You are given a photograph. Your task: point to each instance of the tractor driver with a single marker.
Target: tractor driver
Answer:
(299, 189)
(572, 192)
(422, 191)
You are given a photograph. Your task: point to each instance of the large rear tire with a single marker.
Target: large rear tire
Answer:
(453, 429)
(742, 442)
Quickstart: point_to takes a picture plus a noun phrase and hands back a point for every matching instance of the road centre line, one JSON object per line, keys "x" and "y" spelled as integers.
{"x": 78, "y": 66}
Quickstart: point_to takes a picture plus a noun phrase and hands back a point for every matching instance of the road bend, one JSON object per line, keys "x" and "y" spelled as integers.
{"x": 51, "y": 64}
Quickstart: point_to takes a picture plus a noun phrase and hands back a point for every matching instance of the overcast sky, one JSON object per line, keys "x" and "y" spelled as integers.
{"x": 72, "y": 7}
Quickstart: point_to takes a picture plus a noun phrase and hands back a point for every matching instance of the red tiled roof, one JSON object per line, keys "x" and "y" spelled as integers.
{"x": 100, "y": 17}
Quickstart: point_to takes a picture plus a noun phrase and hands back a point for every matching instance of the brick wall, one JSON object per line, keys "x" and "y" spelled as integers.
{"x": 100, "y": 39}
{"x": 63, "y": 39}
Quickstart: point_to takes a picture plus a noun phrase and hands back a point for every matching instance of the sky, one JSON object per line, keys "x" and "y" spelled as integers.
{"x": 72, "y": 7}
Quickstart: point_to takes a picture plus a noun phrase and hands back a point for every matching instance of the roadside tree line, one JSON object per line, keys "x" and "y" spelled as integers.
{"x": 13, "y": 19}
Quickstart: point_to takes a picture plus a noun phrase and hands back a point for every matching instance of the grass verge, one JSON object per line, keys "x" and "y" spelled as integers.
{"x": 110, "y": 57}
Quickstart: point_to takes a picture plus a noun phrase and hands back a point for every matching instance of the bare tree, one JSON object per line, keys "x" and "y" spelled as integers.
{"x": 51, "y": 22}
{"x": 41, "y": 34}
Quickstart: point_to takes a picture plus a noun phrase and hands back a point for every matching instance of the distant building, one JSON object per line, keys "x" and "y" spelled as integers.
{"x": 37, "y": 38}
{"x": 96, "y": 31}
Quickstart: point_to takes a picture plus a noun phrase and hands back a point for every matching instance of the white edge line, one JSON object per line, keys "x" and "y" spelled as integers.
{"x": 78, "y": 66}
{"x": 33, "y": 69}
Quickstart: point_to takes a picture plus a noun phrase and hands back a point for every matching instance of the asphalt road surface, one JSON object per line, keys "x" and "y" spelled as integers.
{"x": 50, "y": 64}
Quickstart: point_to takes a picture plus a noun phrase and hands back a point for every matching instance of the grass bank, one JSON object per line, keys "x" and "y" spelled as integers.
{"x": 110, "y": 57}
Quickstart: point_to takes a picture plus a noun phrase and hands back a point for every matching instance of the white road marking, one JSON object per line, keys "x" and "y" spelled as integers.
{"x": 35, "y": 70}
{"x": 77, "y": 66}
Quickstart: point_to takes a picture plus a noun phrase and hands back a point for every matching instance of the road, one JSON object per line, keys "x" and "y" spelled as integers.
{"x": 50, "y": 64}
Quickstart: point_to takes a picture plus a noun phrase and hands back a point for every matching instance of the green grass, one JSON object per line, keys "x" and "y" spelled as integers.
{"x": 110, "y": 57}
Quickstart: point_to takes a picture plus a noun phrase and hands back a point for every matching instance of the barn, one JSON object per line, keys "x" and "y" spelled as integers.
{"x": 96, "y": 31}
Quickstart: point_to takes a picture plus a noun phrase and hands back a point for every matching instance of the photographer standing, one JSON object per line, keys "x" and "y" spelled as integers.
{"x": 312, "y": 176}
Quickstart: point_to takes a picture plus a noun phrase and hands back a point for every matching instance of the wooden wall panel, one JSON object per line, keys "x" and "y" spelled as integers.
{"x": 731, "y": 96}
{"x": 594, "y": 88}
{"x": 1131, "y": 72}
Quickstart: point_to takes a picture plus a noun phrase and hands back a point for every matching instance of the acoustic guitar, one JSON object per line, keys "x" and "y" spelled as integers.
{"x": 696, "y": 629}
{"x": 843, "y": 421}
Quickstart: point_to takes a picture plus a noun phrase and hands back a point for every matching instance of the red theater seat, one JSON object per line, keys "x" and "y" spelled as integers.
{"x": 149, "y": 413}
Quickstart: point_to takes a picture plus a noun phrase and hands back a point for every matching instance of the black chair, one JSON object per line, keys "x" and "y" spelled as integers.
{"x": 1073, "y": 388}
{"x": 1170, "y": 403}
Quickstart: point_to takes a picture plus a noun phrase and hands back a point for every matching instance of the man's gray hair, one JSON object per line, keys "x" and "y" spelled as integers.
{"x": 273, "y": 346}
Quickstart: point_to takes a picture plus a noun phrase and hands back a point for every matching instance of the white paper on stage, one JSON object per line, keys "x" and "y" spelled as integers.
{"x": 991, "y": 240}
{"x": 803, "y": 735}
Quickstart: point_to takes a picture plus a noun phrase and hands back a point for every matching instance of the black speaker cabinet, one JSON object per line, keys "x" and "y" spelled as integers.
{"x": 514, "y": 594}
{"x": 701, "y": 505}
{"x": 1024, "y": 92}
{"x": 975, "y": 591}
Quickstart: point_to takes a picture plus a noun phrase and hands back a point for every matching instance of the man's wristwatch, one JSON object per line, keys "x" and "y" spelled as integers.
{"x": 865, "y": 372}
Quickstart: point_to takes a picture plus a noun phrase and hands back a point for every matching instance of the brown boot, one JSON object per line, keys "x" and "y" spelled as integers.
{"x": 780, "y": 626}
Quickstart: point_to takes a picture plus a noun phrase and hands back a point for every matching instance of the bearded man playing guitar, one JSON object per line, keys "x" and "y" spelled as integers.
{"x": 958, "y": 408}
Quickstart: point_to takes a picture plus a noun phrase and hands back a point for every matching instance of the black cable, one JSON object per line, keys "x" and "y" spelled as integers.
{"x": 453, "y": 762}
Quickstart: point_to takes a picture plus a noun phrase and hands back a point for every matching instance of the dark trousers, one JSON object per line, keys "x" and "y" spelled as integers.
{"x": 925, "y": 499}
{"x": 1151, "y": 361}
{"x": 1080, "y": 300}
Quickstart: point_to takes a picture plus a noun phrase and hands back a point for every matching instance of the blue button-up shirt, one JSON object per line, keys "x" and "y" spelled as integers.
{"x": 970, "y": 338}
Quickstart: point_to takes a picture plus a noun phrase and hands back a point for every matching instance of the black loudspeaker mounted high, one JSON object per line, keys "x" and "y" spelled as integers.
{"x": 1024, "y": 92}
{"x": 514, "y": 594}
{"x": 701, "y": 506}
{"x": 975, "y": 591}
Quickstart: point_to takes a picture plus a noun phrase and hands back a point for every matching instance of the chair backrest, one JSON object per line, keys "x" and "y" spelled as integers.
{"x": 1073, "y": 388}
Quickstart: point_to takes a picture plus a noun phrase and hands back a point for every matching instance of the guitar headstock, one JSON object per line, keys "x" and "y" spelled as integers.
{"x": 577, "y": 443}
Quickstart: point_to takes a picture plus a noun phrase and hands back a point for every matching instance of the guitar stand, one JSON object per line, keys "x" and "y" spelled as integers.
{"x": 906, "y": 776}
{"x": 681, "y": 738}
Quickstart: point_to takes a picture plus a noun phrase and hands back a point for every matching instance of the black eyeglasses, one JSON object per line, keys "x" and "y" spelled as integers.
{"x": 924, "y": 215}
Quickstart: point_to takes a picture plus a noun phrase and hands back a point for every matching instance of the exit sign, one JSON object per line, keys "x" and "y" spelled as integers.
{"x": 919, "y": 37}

══════════

The problem –
Output the complete data verbatim.

Exercise response –
You are given a photograph. Your task: point to each instance of the tractor driver with a single marker.
Target: tractor driver
Answer:
(299, 189)
(572, 192)
(422, 191)
You are given a photograph. Your task: point to each instance of the large rear tire with a single marker.
Target: large rear tire
Answer:
(453, 429)
(742, 442)
Quickstart: point_to takes a picture plus a noun phrase and hands back a point for every matching instance of the road centre line, one JSON object per line, keys "x" and "y" spelled as integers.
{"x": 78, "y": 66}
Quickstart: point_to takes a picture plus a noun phrase and hands back a point for every matching instance of the road bend, one JSON object per line, keys "x" and "y" spelled as integers.
{"x": 51, "y": 64}
Quickstart: point_to takes a picture plus a noun phrase and hands back a point for every matching instance of the overcast sky, one JSON object per line, keys "x" and "y" spelled as integers.
{"x": 72, "y": 7}
Quickstart: point_to takes a picture plus a noun phrase and hands back a point for every matching instance of the red tiled roof, one JSON object per line, keys "x" and "y" spelled as integers.
{"x": 100, "y": 17}
Quickstart: point_to takes a picture plus a noun phrase and hands back a point for every matching instance of the brick wall, one JSON object per line, keys "x" and "y" spelled as integers.
{"x": 100, "y": 39}
{"x": 63, "y": 39}
Quickstart: point_to takes a picture plus a noun phrase and hands back a point for every matching instance of the sky, one JSON object per line, keys "x" and "y" spelled as integers.
{"x": 72, "y": 7}
Quickstart: point_to takes a picture plus a noun phrase and hands back a point for every matching instance of the roadside tree line, one JSON object per line, keys "x" and "y" spelled as integers.
{"x": 13, "y": 19}
Quickstart: point_to takes a picture plus a noun phrase and hands back a point for every matching instance of the grass verge, one JSON object per line, keys "x" and "y" spelled as integers.
{"x": 110, "y": 57}
Quickstart: point_to takes a picture plus a noun phrase and hands back a point for every matching instance of the bare tree, one JSON object per line, keys "x" and "y" spelled as integers.
{"x": 51, "y": 22}
{"x": 41, "y": 34}
Quickstart: point_to takes a picture plus a noun phrase and hands back a point for every matching instance of the distant building, one JSON object per line, keys "x" and "y" spelled as integers.
{"x": 37, "y": 38}
{"x": 96, "y": 31}
Quickstart: point_to takes a picture plus a noun phrase and hands back a point for every matching instance of the white edge line, one JSON object per line, keys "x" and "y" spelled as integers.
{"x": 78, "y": 66}
{"x": 33, "y": 69}
Quickstart: point_to takes a picture plus a noun phrase and hands back a point for every matching instance of the asphalt road surface, one JSON object per line, keys "x" and "y" spelled as integers.
{"x": 50, "y": 64}
Quickstart: point_to takes a picture plus a noun phrase and hands back a point for every matching instance of the grass bank, one JSON object per line, keys "x" and "y" spelled as integers.
{"x": 110, "y": 57}
Quickstart: point_to takes a picture plus a noun phrase and hands back a point for every matching instance of the white road marking, one JSON object per line, keys "x" and "y" spelled as integers.
{"x": 35, "y": 70}
{"x": 77, "y": 66}
Quickstart: point_to takes a picture plus a noun phrase and hands back a point for every matching instance of the road, one JSON object per line, keys "x" and "y" spelled as integers.
{"x": 50, "y": 64}
Quickstart: point_to takes a picture plus a noun phrase and hands back a point for every matching instance of the green grass, one JSON object per line, keys "x" and "y" spelled as integers.
{"x": 110, "y": 57}
Quickstart: point_to takes a picture plus a noun phrase and hands back a point for every matching instance of the barn, one JSON object per line, keys "x" and "y" spelled as integers.
{"x": 96, "y": 31}
Quickstart: point_to takes a picture plus a noun phrase and hands back a point for every matching instance of the photographer standing, one JSON object per line, keys "x" and "y" spelled as integers.
{"x": 312, "y": 176}
Quickstart: point_to takes a picture plus a noun phrase and hands back a point for every matching instance of the wooden wall panel, one JSON object per line, keys "x" and "y" spelled as integers.
{"x": 731, "y": 96}
{"x": 594, "y": 88}
{"x": 1131, "y": 72}
Quickstart: point_to takes a picture plus a noun phrase and hands back a point for every matching instance of the acoustic guitar, one JSON object per line, keys "x" and "y" spelled as integers.
{"x": 696, "y": 629}
{"x": 843, "y": 421}
Quickstart: point_to takes a picture plus a noun phrase and hands back a point for every matching instance of the red theater seat, one JSON object per line, keys "x" and "y" spelled as integers.
{"x": 149, "y": 413}
Quickstart: point_to takes a picture plus a noun phrase and hands back a point for every matching instance of the black chair, one JSON object per line, keys "x" and "y" spelled as integers.
{"x": 1073, "y": 388}
{"x": 1170, "y": 403}
Quickstart: point_to takes a picture plus a noun phrase and hands back a point for every matching instance of the man's gray hair, one JSON object per line, keys "x" and "y" spelled as integers.
{"x": 273, "y": 346}
Quickstart: point_to takes a picture plus a noun phrase and hands back a point for every matching instance of the white paper on stage, one JSON object per line, keys "x" and "y" spelled as integers.
{"x": 991, "y": 240}
{"x": 803, "y": 735}
Quickstart: point_to takes a picture plus a noun phrase and hands back a point for every matching instance of the black speaker cabinet, one JSON object per line, keys "x" and "y" spelled as integers.
{"x": 514, "y": 594}
{"x": 701, "y": 505}
{"x": 1024, "y": 92}
{"x": 975, "y": 591}
Quickstart: point_to takes a picture plus a noun phrase and hands back a point for every matching instance of the man's wristwatch, one JSON object per line, keys "x" and "y" spelled as integers.
{"x": 865, "y": 372}
Quickstart: point_to takes a picture plus a noun phrase and hands back a point for every matching instance of the brown boot, one JSON object per line, keys "x" and "y" spelled as integers.
{"x": 780, "y": 626}
Quickstart: point_to takes a picture plus a noun phrase and hands back a point for every matching instance of the bearded man playing guitar, one JSON object per line, keys "x" and "y" spelled as integers.
{"x": 958, "y": 408}
Quickstart: point_to takes a picture plus a noun phrase and hands back a point for every matching instance of the black cable, one JSON object per line, keys "x" and "y" spelled as integers.
{"x": 453, "y": 762}
Quickstart: point_to takes a picture plus a noun phrase and hands back a point for every matching instance of the dark trousers, one JSON object per line, keys "x" and "y" spelled as integers.
{"x": 925, "y": 499}
{"x": 1151, "y": 361}
{"x": 1080, "y": 300}
Quickstart: point_to takes a picture plus a noun phrase and hands back a point for every matching instance of the blue button-up shirt, one JSON object per line, keys "x" and "y" spelled as integers.
{"x": 970, "y": 338}
Quickstart: point_to takes a picture plus a noun phrase and hands back a point for every matching instance of the black loudspeaker mounted high, one JSON object per line, keys "x" and "y" spelled as integers.
{"x": 1024, "y": 92}
{"x": 514, "y": 594}
{"x": 701, "y": 506}
{"x": 975, "y": 591}
Quickstart: point_to takes a picture plus a noun phrase and hands back a point for every matching instance of the chair backrest, one JSON object per line, keys "x" and "y" spelled as integers.
{"x": 1073, "y": 388}
Quickstart: point_to takes a picture plus a noun phrase and hands back a point for every matching instance of the guitar headstock, one JSON object per line, keys "x" and "y" spelled as integers.
{"x": 577, "y": 443}
Quickstart: point_to takes a picture plus a noun phrase and hands back a point for every matching instance of the guitar stand, one JSON object per line, keys "x" and "y" spelled as integers.
{"x": 906, "y": 776}
{"x": 681, "y": 738}
Quickstart: point_to takes a picture plus a noun phrase and hands back a point for every matching instance of the black eyeglasses, one JSON object per line, keys "x" and "y" spelled as integers.
{"x": 924, "y": 215}
Quickstart: point_to takes a picture plus a noun phrase and hands back a point for every matching instance of the exit sign, one JSON object per line, keys "x" and "y" spelled as integers.
{"x": 919, "y": 37}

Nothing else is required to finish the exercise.